CONCLUSIONS AND PERSPECTIVE
In this review, we introduce diverse systems, including electrochemical
(EC), photoelectrochemical (PEC), photovoltaic-assisted electrochemical
(PV-EC), and photovoltaic-assisted photoelectrochemical (PV-PEC), for
efficient CO2 reduction and conversion to achieve carbon
neutrality by introducing catalysts, photoabsorbers, and ideal bias-free
PV-assisted devices. In the EC system, Cu, the only metal capable of
producing high value-added C2+ carbon compounds, has
limitations due to the lack of energy supply for the formation of C-C
couplings, while electrocatalysts such as noble metals and MOF-based and
single atom-based materials show excellent CO2conversion rates of approximately 100% for C1 products.
Therefore, as mentioned, designing Cu-based materials that establish
various strategies, such as manipulating surfaces, reconfiguring
morphology, and inducing synergies from heterogeneous catalysts, is
imperative. Despite numerous efforts, the low FE toward
C2+ chemicals is a problem to be solved from various
perspectives, including not only the EC system but also PEC and PV-PEC
devices. Moreover, obstacles to the PEC system, such as complex reaction
paths, large photovoltage requirements, low solar-to-fuel efficiency,
and poor light-harvesting properties, can be overcome by combining a
co-catalyst with a light-absorbing semiconductor. Additionally, as in
the EC system, manufacturing ideal PEC catalysts causing synergetic
effects from heterogeneous materials and coating photocathodes with MOF
materials may be a potential substitute for expensive noble metal
catalysts, maintaining high energy conversion efficiency.

:: EXERCISE 1 ::
Print the CO2 reduction passage from "CONCLUSIONS AND PERSPECTIVE" up to and including "for C1 products.".
:: EXERCISE 2 ::
According to the CO2 reduction passage, why is Cu limited in the EC system, even though it is the only metal that can produce C2+ carbon compounds?

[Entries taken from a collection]

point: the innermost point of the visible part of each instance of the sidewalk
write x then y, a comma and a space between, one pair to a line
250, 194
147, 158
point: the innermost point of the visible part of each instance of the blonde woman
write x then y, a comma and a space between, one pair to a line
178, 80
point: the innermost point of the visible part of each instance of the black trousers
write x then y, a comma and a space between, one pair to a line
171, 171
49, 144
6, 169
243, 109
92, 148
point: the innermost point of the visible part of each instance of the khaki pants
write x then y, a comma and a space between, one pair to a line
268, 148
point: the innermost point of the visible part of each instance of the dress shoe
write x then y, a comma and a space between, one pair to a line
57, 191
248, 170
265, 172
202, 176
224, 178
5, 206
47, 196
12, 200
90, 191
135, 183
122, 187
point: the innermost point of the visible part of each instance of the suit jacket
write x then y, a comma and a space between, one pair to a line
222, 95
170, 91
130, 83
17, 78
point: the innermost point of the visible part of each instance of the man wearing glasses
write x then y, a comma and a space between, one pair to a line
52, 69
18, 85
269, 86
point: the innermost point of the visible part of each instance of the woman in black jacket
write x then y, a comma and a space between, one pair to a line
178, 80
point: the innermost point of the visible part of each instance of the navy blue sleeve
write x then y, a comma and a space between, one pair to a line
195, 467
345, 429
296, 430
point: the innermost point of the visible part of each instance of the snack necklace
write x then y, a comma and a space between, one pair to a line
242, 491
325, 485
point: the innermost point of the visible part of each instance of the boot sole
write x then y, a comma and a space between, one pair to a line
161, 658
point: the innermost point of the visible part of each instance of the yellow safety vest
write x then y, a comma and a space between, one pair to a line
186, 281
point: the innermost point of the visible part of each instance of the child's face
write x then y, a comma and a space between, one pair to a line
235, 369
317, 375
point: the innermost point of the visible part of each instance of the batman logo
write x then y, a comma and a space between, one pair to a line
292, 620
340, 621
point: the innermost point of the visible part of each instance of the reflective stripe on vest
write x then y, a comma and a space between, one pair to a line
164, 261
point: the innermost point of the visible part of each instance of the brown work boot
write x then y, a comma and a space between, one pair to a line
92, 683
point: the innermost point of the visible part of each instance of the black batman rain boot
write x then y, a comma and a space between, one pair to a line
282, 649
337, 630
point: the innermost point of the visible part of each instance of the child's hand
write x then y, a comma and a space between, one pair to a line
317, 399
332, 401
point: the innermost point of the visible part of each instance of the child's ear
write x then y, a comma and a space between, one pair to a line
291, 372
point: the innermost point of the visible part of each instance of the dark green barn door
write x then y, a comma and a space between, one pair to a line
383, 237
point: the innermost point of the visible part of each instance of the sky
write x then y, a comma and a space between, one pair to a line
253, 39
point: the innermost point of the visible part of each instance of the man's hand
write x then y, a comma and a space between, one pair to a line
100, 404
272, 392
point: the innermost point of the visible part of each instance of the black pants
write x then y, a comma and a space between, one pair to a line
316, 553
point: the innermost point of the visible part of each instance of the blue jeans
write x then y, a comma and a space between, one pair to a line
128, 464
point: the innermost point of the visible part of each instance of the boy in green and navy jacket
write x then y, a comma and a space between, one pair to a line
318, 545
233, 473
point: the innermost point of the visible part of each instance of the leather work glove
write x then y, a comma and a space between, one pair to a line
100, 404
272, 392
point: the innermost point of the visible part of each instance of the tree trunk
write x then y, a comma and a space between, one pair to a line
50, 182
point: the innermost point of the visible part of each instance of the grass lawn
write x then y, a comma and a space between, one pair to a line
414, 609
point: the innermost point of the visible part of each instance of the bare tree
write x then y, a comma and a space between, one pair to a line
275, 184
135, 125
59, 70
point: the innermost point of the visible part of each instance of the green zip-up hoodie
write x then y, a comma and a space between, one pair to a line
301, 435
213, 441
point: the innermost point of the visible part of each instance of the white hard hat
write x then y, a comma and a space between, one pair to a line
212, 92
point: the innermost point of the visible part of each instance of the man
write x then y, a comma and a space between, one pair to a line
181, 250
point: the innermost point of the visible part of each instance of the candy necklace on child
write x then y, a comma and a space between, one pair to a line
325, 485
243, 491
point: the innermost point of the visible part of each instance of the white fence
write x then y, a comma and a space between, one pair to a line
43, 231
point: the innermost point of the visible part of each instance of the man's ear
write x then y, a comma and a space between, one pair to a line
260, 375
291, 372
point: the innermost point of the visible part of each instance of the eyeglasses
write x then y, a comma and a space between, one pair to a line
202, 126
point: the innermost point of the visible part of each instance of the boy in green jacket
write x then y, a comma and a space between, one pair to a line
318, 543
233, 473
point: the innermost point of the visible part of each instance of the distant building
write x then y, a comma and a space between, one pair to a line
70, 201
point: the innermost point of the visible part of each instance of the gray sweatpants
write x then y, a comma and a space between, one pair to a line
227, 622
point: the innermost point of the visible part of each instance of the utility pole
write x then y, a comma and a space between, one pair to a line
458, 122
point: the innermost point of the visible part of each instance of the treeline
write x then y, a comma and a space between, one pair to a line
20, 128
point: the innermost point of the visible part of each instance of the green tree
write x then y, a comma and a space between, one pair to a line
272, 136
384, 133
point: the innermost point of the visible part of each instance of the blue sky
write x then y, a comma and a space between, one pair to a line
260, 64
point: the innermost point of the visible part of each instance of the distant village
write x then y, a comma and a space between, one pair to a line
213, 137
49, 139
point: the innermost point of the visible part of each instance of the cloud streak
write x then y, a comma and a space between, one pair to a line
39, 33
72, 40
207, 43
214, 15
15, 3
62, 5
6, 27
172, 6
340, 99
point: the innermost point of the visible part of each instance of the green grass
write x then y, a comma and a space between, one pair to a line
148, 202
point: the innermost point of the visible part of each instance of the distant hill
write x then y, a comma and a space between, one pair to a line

:: WORKED SOLUTION 1 ::
CONCLUSIONS AND PERSPECTIVE
In this review, we introduce diverse systems, including electrochemical
(EC), photoelectrochemical (PEC), photovoltaic-assisted electrochemical
(PV-EC), and photovoltaic-assisted photoelectrochemical (PV-PEC), for
efficient CO2 reduction and conversion to achieve carbon
neutrality by introducing catalysts, photoabsorbers, and ideal bias-free
PV-assisted devices. In the EC system, Cu, the only metal capable of
producing high value-added C2+ carbon compounds, has
limitations due to the lack of energy supply for the formation of C-C
couplings, while electrocatalysts such as noble metals and MOF-based and
single atom-based materials show excellent CO2conversion rates of approximately 100% for C1 products.

:: WORKED SOLUTION 2 ::
Cu is limited because there is a lack of energy supply for forming C-C couplings.